== What you should do ==
All entries must be transcribed without a single difference.

== Dataset records ==
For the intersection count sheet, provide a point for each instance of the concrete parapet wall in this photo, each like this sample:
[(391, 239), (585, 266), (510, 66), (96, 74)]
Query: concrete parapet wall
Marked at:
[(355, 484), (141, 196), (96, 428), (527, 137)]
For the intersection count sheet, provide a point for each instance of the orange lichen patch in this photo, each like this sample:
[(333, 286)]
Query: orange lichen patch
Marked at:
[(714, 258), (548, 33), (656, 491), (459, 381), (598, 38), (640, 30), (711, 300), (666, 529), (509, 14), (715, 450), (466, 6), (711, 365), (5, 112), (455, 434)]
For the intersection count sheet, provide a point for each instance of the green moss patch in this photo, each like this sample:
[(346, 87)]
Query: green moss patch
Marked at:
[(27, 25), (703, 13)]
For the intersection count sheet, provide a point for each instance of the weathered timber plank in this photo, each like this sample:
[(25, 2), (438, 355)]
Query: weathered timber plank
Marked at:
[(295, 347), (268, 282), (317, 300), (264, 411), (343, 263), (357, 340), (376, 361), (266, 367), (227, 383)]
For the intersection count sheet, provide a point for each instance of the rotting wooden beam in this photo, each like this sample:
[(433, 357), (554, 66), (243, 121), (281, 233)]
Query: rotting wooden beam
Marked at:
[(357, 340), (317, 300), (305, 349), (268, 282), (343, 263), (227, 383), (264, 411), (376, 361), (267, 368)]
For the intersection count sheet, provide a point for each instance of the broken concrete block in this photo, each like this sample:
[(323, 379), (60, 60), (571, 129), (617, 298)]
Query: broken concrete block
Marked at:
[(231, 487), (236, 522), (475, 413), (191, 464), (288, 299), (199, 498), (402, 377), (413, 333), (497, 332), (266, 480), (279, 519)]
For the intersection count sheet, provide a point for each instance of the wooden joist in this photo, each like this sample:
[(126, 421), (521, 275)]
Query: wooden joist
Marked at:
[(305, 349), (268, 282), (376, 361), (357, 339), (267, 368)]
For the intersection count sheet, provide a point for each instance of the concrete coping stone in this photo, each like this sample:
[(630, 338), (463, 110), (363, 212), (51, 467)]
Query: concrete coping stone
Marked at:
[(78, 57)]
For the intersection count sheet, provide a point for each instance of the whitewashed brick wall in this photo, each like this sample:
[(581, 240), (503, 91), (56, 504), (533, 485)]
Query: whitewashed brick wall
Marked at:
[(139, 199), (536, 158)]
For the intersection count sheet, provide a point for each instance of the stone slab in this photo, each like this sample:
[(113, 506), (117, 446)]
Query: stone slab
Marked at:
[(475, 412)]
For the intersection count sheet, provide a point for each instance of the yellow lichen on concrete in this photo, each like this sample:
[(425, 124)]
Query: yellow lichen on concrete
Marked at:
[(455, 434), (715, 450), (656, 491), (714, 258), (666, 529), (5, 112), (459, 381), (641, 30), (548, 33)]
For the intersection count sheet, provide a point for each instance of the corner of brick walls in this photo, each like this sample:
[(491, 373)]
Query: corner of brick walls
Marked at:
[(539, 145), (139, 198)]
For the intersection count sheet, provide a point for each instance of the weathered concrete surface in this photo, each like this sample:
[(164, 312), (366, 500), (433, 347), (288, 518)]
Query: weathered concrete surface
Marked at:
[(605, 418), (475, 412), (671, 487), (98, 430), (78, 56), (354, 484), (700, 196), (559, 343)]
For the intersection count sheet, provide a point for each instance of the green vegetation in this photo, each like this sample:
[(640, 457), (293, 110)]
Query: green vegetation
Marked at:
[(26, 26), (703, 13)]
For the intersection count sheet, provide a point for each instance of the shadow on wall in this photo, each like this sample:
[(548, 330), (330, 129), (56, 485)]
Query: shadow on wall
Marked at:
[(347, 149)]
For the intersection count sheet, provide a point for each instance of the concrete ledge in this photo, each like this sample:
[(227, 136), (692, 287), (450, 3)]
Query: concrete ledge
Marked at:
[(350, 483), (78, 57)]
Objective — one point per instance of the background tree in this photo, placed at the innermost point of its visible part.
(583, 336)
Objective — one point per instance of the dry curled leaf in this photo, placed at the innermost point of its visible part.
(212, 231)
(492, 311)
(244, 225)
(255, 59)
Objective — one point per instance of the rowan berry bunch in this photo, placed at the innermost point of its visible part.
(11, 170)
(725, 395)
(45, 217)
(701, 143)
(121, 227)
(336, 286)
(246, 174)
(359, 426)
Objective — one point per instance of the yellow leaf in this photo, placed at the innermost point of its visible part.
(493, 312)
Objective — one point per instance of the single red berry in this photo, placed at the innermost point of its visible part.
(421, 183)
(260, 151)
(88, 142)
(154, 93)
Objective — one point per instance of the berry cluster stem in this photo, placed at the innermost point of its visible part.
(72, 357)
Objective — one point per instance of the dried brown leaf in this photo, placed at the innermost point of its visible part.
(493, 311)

== Response ==
For the intersection count sheet, provide a point for each instance of the concrete parapet wall in this photo, each like this sample:
[(391, 239), (585, 266), (510, 66), (96, 74)]
Query: concrete parapet wall
Marked at:
[(355, 484), (141, 196), (96, 428), (527, 137)]
For the intersection count sheet, provide a point for each instance of the orange lichen patch in this photo, each like this sample:
[(333, 286)]
Query: orange lichen patch
Marked at:
[(714, 258), (548, 33), (656, 491), (459, 381), (598, 38), (640, 30), (711, 300), (666, 529), (509, 14), (715, 450), (466, 6), (711, 365), (5, 112), (455, 434)]
For the intersection count sheet, provide a point for each instance of the green moss patch in this photo, each like this sample:
[(346, 87)]
Query: green moss patch
Marked at:
[(27, 25), (703, 13)]
For the intersection count sheet, provide a point for each instance of the weathered timber plank in this photo, each like this sample:
[(25, 2), (438, 355)]
Query: weathered timber plank
Marked at:
[(295, 347), (268, 282), (317, 300), (264, 411), (343, 263), (357, 340), (376, 361), (266, 367), (227, 383)]
For the intersection count sheet, provide a point for each instance of the rotting wooden beam in this photo, each like this sample:
[(433, 357), (554, 66), (243, 121), (281, 233)]
Query: rotting wooden beam
Marked at:
[(357, 340), (317, 300), (305, 349), (268, 282), (343, 263), (227, 383), (264, 411), (376, 361), (267, 368)]
For the intersection count sheet, provide a point for each instance of the broken concrete block in this photo, each like this sample:
[(323, 379), (60, 60), (571, 129), (617, 298)]
Query: broken concrete block
Marked at:
[(231, 487), (236, 522), (475, 413), (191, 464), (288, 299), (199, 498), (402, 377), (413, 333), (497, 332), (266, 480), (279, 519)]
For the intersection count sheet, provide a point for each instance of the wooden joist in this photo, each like this sample:
[(126, 421), (521, 275)]
Query: wooden joist
Marked at:
[(305, 349), (268, 282), (376, 361), (357, 339), (267, 368)]
For the intersection count sheet, provide a point for each instance of the concrete coping stone in this photo, each like this sample:
[(630, 338), (463, 110), (363, 212), (51, 467)]
Query: concrete coping stone
Marked at:
[(78, 57)]
For the intersection count sheet, provide a point for each instance of the whitewashed brick wall in this photo, each like this sample:
[(581, 240), (503, 91), (56, 504), (533, 485)]
Query: whitewashed brick wall
Marked at:
[(139, 199), (536, 158)]
For the intersection count sheet, provide a point for each instance of the stone slab in this photo, each like this sample:
[(113, 506), (117, 446)]
Query: stone slab
Marked at:
[(475, 412)]
For the intersection count sheet, provide a point for each instance of the yellow lichen on concrete in this photo, each like this sample:
[(425, 124)]
Query: yellow lichen on concrete
Marked at:
[(455, 434), (715, 450), (656, 491), (714, 258), (666, 529), (5, 112), (459, 381), (641, 30), (548, 33)]
For the intersection count sheet, provide a point for each instance of the corner of brick walls in this photo, each like this sample:
[(491, 373)]
Query: corner of brick walls
Marked at:
[(539, 145), (139, 198)]
For the intersection count sheet, provide a point for each instance of the weathered concrete surface in this photo, each like this sample:
[(164, 312), (366, 500), (433, 347), (288, 518)]
Query: weathered concrete surface
Marked at:
[(605, 418), (475, 412), (671, 487), (98, 430), (78, 56), (354, 484), (700, 196), (559, 343)]
For the intersection count sheet, provide a point for each instance of the green vegetation in this photo, each like this sample:
[(640, 457), (293, 110)]
Query: green vegetation
Marked at:
[(26, 26), (703, 13)]
For the intersection count sheet, provide a point for each instance of the shadow on wall in this photo, each like this sample:
[(548, 330), (330, 129), (56, 485)]
Query: shadow on wall
Marked at:
[(347, 149)]
For the intersection count sheet, provide a point for each instance of the concrete ledge in this photo, each like this sample:
[(227, 136), (692, 287), (450, 3)]
Query: concrete ledge
Marked at:
[(350, 483), (78, 57)]
Objective — one point per instance of the background tree in this photo, placed at the innermost point of its visible part.
(583, 336)
Objective — one point per instance of the dry curled leaf in this photo, placed at the innermost point of its visible part.
(212, 231)
(492, 311)
(244, 225)
(255, 59)
Objective — one point per instance of the rowan berry bunch in this photo, placed at the innermost point of its visible part.
(11, 170)
(725, 395)
(45, 217)
(701, 143)
(121, 227)
(336, 286)
(246, 174)
(359, 426)
Objective — one point per instance of the yellow leaf in this photo, placed at the innermost point of its visible part.
(493, 312)
Objective — one point per instance of the single red berry in this photo, placed at the innermost point of its visible part.
(421, 183)
(260, 151)
(88, 142)
(154, 93)
Objective — one point per instance of the berry cluster stem in this photo, placed at the innermost point of its visible part.
(72, 357)
Objective — one point per instance of the dried brown leaf in this photo, placed at the innermost point of its visible part.
(493, 311)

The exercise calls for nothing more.